必須課題 =>
1 > 模擬授業の文章を、「採用面接とセットの模擬授業」を含む箇所から始めて「4課)、仮定条件「~たら」「~ても」(25課)などです。」で終わるまで書き写してください。その際、「面接官」を「試験官」に置き換えてください。
2 > 模擬授業の文章の最後の文に続けて、その先を書き進めてください。

選択した抜粋 =>
>>
就職面接の際の模擬授業

日本語教師の採用面接では、模擬授業も行われることがほとんどです。日本語教師として必要な知識があるか、学習者の質問に対応できるか、板書や教材は適切かなどを確認するためです。どのような流れでどのような内容なのか、どこで対策ができるのか、見ていきたいと思います。

目次

採用面接とセットの模擬授業

採用面接時に、10~20分程度の模擬授業が課されます。その場で文型や場面設定が与えられて、即興的に行わなければならないこともありますが、事前に文型が指定され、教案提出を求められるというパターンが多いです。扱う文型は『みんなの日本語Ⅰ』の初級文型が多く、面接官の教師が学習者役をします。

 

よく扱われる文型は、て形の導入(14課)、た形の導入(19課)、連体修飾(22課)、授受表現「~てもらいます/~てくれます/~てあげます」(24課)、仮定条件「~たら」「~ても」(25課)などです。
<<
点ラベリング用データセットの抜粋
>>
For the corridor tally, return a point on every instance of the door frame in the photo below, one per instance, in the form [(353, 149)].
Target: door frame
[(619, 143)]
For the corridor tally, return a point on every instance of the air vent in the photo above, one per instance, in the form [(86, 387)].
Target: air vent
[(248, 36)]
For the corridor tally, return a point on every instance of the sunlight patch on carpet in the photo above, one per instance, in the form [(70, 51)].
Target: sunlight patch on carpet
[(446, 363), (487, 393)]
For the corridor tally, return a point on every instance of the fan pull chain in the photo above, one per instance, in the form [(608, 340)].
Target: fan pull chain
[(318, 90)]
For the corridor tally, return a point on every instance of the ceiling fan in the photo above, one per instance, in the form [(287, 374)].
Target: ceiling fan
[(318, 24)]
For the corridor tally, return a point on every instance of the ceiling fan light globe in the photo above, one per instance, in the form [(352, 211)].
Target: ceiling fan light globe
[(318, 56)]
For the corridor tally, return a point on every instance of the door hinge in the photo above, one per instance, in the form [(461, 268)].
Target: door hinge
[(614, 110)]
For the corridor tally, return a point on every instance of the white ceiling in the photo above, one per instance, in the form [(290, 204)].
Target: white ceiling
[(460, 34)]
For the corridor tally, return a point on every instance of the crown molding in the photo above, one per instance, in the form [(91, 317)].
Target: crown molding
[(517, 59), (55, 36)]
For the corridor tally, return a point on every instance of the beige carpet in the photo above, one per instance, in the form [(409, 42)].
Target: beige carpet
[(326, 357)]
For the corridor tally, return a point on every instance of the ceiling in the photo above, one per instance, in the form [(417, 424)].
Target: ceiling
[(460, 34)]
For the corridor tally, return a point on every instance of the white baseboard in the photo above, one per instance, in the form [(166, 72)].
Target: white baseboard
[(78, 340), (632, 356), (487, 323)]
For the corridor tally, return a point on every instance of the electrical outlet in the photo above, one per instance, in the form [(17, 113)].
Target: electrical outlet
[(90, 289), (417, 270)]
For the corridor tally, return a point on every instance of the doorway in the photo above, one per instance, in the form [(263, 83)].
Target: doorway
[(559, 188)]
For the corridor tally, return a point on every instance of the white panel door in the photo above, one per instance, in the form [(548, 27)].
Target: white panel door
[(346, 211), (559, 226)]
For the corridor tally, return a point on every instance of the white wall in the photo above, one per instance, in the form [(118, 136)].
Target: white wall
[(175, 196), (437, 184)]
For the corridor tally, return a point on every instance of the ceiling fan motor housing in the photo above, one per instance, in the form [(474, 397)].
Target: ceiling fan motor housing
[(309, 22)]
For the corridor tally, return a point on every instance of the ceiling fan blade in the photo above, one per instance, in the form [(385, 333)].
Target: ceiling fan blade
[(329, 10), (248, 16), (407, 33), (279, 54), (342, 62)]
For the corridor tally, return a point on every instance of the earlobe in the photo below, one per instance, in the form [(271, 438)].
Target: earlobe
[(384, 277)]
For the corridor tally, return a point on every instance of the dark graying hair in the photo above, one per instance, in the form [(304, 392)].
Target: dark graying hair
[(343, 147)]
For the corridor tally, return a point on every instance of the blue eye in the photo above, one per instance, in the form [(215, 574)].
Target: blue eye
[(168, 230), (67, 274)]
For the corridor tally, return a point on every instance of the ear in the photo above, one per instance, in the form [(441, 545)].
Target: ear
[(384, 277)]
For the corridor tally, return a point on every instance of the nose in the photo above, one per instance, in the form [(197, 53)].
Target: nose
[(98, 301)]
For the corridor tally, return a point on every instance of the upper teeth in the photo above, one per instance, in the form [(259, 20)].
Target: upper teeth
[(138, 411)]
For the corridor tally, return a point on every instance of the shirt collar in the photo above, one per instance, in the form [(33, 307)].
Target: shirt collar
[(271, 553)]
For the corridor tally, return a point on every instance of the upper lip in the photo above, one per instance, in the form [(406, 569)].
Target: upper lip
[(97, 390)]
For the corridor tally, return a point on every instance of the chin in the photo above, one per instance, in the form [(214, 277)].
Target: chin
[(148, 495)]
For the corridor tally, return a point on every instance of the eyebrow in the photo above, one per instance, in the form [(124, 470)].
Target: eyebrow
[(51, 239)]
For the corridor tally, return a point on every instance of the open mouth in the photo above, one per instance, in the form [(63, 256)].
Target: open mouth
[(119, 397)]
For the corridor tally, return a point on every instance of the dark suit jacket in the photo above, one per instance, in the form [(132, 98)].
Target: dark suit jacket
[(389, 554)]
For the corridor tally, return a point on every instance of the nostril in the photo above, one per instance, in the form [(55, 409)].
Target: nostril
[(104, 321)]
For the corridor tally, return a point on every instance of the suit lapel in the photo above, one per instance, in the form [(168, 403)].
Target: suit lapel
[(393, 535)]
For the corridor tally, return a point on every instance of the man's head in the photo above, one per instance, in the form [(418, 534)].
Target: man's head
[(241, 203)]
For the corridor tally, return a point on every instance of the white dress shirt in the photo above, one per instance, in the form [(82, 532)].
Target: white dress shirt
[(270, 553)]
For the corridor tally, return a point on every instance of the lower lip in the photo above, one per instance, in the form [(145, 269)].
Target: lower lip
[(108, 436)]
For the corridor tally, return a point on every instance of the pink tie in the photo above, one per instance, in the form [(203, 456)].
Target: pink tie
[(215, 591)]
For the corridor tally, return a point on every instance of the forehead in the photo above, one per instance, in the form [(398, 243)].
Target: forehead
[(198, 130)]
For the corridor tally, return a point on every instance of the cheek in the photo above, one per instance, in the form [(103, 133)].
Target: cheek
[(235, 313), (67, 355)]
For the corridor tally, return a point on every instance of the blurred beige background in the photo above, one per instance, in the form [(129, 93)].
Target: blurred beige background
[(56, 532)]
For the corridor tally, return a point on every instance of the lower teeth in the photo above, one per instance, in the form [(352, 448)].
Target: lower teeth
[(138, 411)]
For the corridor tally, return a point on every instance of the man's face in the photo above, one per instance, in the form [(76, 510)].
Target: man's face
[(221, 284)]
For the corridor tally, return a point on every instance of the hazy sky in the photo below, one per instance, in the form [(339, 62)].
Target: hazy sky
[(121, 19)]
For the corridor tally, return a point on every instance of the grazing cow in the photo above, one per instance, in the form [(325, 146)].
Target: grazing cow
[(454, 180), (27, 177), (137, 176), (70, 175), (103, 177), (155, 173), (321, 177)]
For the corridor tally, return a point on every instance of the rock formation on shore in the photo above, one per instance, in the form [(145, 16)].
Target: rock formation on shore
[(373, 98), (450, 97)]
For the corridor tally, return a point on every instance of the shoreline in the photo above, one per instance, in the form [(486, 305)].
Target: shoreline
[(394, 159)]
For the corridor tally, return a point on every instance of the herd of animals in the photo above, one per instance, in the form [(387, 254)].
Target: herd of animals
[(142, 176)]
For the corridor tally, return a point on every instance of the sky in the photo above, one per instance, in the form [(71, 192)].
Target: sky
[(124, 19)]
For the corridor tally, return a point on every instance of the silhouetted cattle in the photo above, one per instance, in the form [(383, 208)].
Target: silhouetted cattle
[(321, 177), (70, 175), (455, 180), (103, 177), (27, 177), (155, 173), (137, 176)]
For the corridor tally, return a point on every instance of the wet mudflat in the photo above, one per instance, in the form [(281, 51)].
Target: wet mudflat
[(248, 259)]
<<
解答は以下 =>
1 >
採用面接とセットの模擬授業

採用面接時に、10~20分程度の模擬授業が課されます。その場で文型や場面設定が与えられて、即興的に行わなければならないこともありますが、事前に文型が指定され、教案提出を求められるというパターンが多いです。扱う文型は『みんなの日本語Ⅰ』の初級文型が多く、試験官の教師が学習者役をします。

 

よく扱われる文型は、て形の導入(14課)、た形の導入(19課)、連体修飾(22課)、授受表現「~てもらいます/~てくれます/~てあげます」(24課)、仮定条件「~たら」「~ても」(25課)などです。

2 >
模擬授業対策ができる養成講座

実際に模擬授業を行い、講師からのフィードバックをもらうことができる養成講座を紹介します。通信講座やe-learningを利用して、短期間かつ手軽に日本語教師の資格を取ることもできますが、面接時の模擬授業対策や実際の授業をイメージするために、実技のある講座を受けるのがおすすめです。

東京中央日本語学院(TCJ)

420時間コースでは、理論と実技をバランスよく5:5の割合で学ぶことができます。自分の順番がきたときには、模擬授業とそのフィードバックで40分程度使うことができます。模擬授業のチャンスはコースを通じて10回以上あります。

また、教室には教壇、ホワイトボード、TVモニターが用意されていて、本番と同一環境で練習することが可能です。講師のレクチャーだけではなく、クラスメートとも協力し合い、何度も何度も実習を重ねることで確かな実践力を養えます。コースの最後には、附属のTCJ日本語学校の留学生を相手にした教育実習もあります。

 

ブランクがある方や、実践力に今ひとつ自信が持てないという方には、実技の部分だけを学べる「実技単科コース」もあります。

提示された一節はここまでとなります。